How to Analyze and Process Unstructured Data
Unstructured data are datasets that have not been structured in a predefined manner.
Unstructured data is typically textual, like open-ended survey responses and social media
conversations, but can also be non-textual, like images, video, and audio. Unstructured
information is growing quickly due to increased use of digital applications and services. Some
estimates say that 80-90% of company data is unstructured, and it continues to grow at an
alarming rate per year.

While structured data is important, unstructured data is even more valuable to businesses if
analyzed correctly. It can provide a wealth of insights that statistics and numbers just can’t
explain.

Structured Data Vs. Unstructured Data: What's The Difference?
Unstructured vs Structured Data
Structured, unstructured and semi-structured data all fall under the umbrella of ‘big data’.
While all three types of data can offer incredible insights, it’s important to know which data
type to collect and when, and which one to analyze for the insights you’re hoping to gain.
Although it contains figures, statistics, and facts, unstructured data is usually text-heavy or
configured in a way that’s difficult to analyze. Social media posts, for example, might contain
opinions, topics that are being discussed, and feature recommendations. But this information
is difficult to process in bulk. First, specific bits of information must be extracted and
categorized, then analyzed to gain usable insights.
Structured data, on the other hand, is often numerical and easy to analyze. It’s organized in a
pre-defined structured format, such as Excel and Google Sheets, where data is added to
standardized columns and rows relating to pre-set parameters. The framework of structured
data models is designed for easy data entry, search, comparison, and extraction.
There is also semi-structured data, which is also text-heavy data but loosely organized into
categories or “meta tags.” This information can be easily broken into its individual groups, but
the data within these groups is itself unstructured.

» **Raw records**
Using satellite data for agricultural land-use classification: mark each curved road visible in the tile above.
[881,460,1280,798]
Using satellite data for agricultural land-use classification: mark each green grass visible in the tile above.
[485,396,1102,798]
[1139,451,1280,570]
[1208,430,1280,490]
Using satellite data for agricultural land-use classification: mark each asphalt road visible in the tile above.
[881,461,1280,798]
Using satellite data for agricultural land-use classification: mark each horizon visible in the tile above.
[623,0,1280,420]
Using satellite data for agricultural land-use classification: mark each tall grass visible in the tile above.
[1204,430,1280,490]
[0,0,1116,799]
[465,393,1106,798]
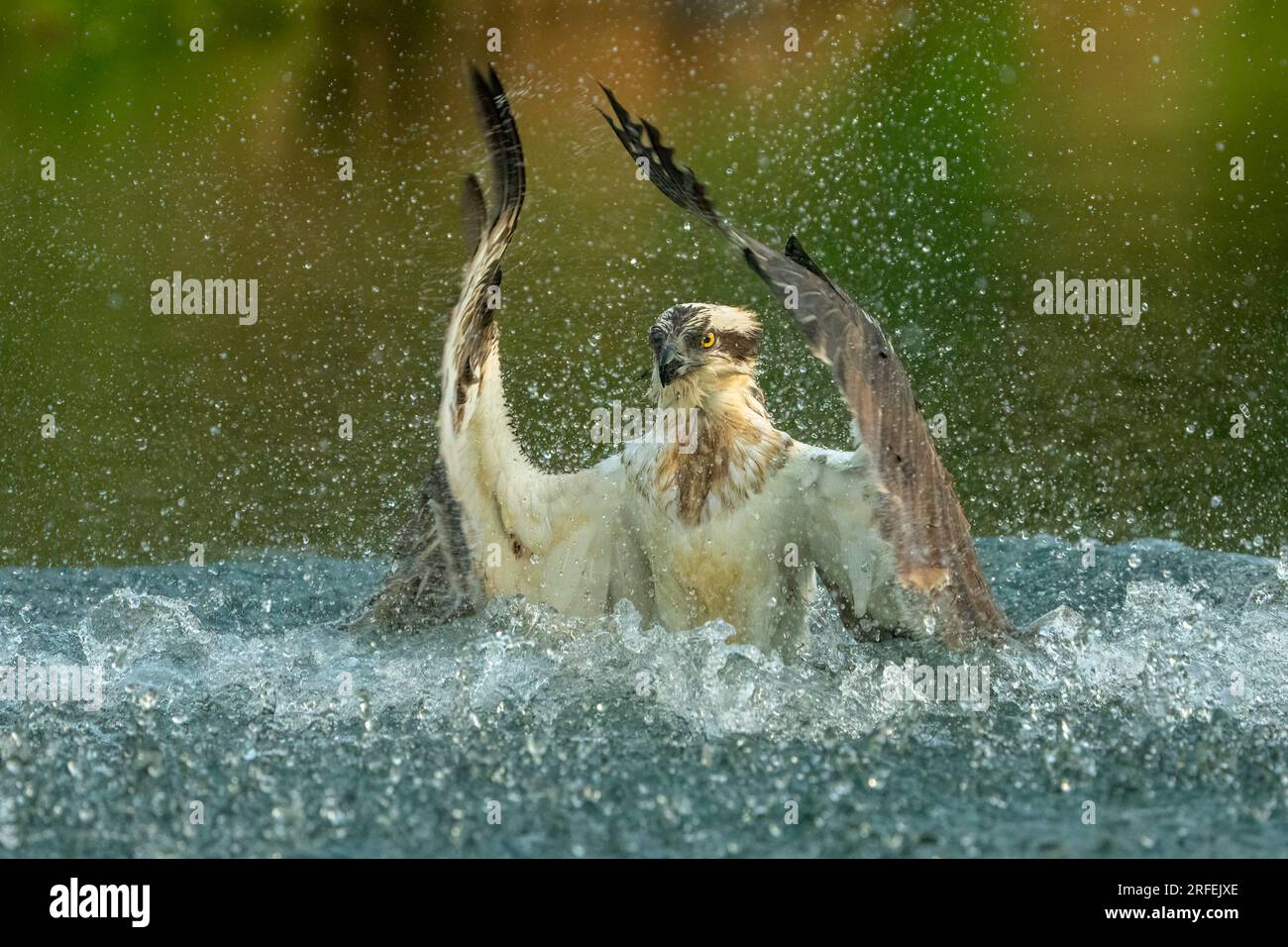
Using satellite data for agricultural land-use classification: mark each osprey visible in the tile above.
[368,69,1010,650]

» **Exercise requirements**
Continue the text on unstructured data from the point where it stops. The listing plays no part in what follows.

» **Answer to the exercise**
Email is a good example of this: you can search your email by Inbox, Sent, and Drafts, but the
email text within each category has no pre-set structure.
Unstructured Data Types & Examples
Unstructured data examples, like twitter, emails, chat, images, audio, and more
Examples of unstructured data include legal documents, audio, chats, video, images, text on a
web page, and much more. Discover some of the most common unstructured data examples
below:

Examples of unstructured data are:
Business Documents
Emails
Social Media
Customer Feedback
Webpages
Open Ended Survey Responses
Images, Audio, and Video

Business Documents
Written business reports, legal documents, and presentations are often printed on paper, in
PDFs, or even hand-written, and some may contain spreadsheets, images, or XML files.
Although text files may be organized in a common format, data isn’t structured in a way that
can be analyzed without advanced AI technology.
These documents contain huge amounts of unstructured data that often goes unexploited, as
it’s considered too time-consuming to analyze. Fortunately, by using text analysis techniques,
companies can now gather valuable information from these documents about customers,
employees, and use them for competitive research.
Emails
We send dozens of emails daily, which translates into huge amounts of unstructured data.
Although emails are semi-structured by categories, like in this example below, the data within
each email is unstructured.
Example of semi-unstrcutured data: emails
Text analysis software can scan through thousands of emails in seconds to extract customer
information, organize by category and route to the proper department, track customer service
quality, and more.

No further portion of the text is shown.